Records of labeled points:

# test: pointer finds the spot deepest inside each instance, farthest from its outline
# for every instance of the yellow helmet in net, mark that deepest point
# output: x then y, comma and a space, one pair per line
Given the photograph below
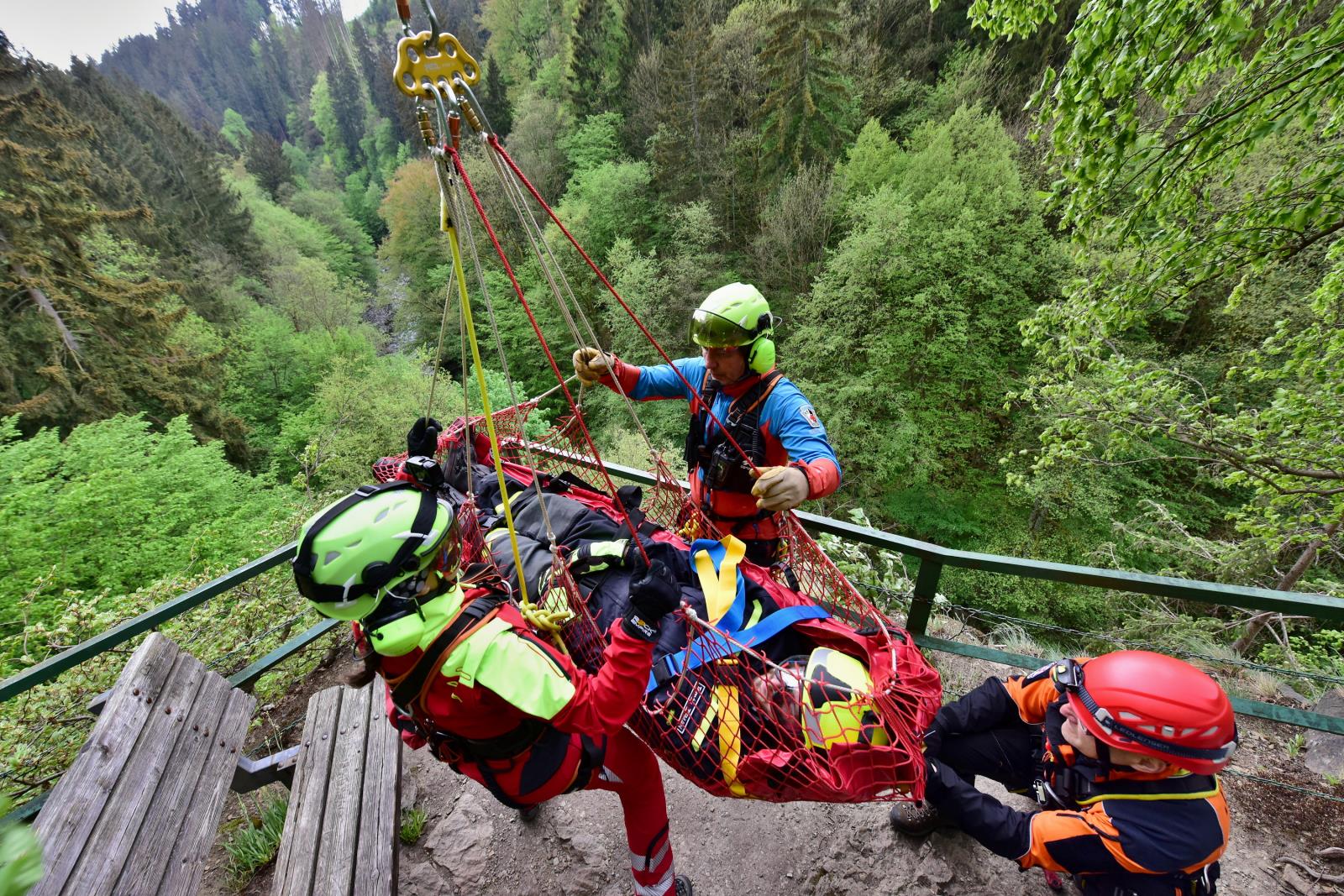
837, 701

...

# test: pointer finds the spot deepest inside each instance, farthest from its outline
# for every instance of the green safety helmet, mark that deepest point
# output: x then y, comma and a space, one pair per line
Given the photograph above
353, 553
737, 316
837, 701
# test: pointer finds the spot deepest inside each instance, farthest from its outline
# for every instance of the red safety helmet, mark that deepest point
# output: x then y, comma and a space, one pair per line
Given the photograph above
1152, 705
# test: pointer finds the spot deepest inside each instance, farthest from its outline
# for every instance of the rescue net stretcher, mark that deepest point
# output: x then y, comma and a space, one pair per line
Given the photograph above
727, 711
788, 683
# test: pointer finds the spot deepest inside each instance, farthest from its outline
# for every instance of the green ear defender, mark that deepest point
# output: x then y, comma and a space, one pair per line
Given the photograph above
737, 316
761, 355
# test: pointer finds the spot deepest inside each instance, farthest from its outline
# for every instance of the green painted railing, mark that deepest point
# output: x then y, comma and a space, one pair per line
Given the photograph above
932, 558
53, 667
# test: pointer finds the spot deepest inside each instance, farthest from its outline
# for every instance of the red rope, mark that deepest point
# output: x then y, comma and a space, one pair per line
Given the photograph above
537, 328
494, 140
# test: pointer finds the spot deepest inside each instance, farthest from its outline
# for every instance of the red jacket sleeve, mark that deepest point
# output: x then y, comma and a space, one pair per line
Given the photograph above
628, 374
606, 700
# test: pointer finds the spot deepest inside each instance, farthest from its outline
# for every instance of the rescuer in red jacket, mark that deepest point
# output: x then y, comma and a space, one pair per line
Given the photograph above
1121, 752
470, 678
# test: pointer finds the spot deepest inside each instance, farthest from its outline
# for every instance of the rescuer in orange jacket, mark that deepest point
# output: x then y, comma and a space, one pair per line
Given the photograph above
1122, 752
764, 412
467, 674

** Short exercise **
Identify each line above that contains the string "jacket" and copy it. Treat uppercase and lowercase letters as different when matching.

** Exercise response **
# for every instance of the red jacket sleeve, mark that deepest point
# for every instance of the rescuer in red jacket, mark that deepest point
# for every instance of the rescuer in orange jacket, mark that deepest point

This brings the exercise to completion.